» Entries
********
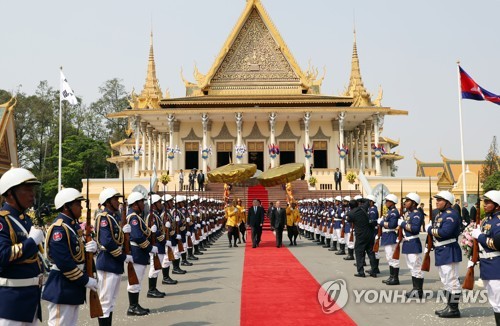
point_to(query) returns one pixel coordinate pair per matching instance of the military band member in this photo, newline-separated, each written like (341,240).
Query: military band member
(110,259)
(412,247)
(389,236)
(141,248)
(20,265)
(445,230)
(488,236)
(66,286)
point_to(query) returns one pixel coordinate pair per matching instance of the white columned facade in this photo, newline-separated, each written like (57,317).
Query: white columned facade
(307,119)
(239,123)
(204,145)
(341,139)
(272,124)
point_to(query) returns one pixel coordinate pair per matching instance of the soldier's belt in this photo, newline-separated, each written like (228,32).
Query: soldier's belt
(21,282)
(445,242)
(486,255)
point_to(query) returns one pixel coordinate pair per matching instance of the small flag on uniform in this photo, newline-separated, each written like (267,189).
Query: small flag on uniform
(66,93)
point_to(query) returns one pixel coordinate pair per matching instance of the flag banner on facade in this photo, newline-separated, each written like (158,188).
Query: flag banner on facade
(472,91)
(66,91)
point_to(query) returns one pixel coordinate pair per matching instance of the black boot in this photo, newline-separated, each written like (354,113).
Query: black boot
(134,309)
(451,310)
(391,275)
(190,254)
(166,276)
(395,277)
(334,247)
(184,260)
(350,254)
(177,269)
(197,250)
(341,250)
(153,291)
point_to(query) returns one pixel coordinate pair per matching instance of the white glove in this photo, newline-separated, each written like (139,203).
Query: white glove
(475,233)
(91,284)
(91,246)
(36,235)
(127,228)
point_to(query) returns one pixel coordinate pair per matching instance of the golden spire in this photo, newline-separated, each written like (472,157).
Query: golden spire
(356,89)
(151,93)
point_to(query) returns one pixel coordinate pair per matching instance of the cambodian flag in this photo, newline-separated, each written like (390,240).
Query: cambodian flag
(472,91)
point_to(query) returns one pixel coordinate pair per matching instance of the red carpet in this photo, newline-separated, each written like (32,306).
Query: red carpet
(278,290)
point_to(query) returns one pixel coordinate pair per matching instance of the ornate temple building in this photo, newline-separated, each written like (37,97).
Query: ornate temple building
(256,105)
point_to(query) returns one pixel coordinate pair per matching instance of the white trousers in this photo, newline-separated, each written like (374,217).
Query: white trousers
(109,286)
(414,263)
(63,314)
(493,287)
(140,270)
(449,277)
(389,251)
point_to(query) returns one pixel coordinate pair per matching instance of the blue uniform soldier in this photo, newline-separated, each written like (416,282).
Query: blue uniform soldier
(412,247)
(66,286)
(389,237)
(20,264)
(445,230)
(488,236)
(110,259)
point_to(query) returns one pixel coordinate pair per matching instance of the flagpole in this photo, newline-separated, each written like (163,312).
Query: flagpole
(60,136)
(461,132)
********
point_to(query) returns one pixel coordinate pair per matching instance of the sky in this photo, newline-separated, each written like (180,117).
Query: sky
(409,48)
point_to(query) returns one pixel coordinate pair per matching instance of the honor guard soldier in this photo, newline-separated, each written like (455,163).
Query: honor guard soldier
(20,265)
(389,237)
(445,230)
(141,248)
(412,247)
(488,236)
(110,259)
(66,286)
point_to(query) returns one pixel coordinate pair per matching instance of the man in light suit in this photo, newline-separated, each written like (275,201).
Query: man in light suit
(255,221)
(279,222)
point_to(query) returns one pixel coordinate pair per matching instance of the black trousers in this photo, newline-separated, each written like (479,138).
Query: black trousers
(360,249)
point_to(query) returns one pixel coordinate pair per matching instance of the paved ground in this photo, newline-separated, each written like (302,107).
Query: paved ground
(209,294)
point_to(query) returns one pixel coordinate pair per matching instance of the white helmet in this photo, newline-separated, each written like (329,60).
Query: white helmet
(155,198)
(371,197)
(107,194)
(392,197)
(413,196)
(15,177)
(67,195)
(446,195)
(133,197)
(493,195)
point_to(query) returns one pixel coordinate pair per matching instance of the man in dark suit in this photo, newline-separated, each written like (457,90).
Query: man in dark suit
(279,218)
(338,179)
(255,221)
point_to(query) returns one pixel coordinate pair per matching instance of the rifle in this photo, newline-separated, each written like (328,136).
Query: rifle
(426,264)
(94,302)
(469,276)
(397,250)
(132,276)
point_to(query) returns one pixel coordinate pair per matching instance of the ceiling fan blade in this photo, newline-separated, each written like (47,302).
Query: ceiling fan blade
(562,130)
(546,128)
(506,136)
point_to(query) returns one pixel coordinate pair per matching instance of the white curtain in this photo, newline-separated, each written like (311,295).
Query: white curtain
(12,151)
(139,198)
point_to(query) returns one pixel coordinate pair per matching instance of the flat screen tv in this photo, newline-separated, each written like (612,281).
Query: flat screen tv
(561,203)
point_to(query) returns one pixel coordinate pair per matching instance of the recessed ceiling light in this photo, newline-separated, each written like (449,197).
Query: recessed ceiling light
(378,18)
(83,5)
********
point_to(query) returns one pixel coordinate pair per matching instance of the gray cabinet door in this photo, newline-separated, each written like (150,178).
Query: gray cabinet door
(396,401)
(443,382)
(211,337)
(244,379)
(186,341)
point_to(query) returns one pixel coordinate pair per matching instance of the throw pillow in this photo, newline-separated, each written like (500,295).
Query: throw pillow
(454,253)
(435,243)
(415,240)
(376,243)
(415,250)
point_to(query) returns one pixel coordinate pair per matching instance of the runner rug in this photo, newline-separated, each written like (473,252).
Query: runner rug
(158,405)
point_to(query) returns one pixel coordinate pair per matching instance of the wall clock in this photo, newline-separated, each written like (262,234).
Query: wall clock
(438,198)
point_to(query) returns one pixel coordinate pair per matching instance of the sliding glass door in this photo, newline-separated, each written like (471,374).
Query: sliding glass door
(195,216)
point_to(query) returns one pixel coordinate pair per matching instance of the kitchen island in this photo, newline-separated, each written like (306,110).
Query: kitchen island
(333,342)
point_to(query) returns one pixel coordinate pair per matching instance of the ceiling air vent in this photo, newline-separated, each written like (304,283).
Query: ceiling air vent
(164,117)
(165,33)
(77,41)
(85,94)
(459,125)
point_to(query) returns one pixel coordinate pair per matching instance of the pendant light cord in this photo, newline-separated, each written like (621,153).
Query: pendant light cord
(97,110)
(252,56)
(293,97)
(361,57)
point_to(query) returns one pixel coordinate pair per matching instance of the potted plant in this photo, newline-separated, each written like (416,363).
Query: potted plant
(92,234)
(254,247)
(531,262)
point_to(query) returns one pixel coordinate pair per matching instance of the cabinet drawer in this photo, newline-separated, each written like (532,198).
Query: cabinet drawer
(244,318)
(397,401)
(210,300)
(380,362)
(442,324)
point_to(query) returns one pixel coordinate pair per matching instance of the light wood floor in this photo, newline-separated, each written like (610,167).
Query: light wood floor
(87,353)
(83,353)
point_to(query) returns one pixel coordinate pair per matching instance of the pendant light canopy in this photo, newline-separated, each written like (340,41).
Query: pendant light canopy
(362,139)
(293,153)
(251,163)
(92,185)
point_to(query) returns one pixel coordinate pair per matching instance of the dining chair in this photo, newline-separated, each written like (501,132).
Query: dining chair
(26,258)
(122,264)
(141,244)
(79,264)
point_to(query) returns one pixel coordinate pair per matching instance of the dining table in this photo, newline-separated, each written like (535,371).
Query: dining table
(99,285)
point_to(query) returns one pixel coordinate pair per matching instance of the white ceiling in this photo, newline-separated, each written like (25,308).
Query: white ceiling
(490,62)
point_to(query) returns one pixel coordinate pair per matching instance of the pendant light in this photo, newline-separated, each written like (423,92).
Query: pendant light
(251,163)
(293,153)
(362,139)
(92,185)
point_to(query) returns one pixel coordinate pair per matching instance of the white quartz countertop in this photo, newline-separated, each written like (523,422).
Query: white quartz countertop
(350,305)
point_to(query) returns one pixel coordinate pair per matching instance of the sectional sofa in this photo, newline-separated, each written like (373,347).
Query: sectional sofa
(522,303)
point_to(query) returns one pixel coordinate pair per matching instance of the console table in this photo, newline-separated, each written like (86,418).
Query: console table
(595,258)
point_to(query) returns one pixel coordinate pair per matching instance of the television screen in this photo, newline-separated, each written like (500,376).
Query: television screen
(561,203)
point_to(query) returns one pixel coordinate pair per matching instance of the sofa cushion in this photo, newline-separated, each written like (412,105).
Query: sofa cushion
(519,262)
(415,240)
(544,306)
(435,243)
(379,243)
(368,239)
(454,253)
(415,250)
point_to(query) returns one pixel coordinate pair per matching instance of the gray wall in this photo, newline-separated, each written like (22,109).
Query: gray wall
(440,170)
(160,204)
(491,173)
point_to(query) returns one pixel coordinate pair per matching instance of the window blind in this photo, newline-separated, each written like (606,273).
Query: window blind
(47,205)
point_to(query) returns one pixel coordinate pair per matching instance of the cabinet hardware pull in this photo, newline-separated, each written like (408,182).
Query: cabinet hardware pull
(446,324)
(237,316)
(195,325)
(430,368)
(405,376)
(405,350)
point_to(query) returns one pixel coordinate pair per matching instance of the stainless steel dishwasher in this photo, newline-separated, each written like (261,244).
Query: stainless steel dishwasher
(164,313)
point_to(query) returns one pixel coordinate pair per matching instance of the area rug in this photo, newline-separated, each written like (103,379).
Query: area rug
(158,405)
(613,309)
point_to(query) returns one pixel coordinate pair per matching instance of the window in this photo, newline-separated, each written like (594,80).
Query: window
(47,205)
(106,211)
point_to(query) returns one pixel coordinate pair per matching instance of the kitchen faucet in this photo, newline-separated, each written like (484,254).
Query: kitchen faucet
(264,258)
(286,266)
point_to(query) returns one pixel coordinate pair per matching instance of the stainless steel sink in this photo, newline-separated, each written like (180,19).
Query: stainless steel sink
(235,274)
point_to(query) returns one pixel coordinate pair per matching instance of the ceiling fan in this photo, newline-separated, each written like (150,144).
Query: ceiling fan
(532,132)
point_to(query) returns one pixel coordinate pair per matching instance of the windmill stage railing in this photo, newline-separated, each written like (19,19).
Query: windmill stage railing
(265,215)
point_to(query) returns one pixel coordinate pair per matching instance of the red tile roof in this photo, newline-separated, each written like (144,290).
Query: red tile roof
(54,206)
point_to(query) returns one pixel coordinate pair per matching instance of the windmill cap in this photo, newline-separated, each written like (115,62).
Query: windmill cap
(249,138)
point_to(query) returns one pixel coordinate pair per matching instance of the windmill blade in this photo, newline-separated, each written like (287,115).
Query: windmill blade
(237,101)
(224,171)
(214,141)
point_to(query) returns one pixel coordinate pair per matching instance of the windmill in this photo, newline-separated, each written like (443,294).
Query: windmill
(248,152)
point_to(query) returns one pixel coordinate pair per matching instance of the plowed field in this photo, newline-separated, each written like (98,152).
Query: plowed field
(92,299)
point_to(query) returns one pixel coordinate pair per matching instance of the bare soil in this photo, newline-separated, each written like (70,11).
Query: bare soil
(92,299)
********
» Task prompt
State how many of the lines above contain the word "blind", with case taken into account. Give the number alone.

» Result of the exercise
2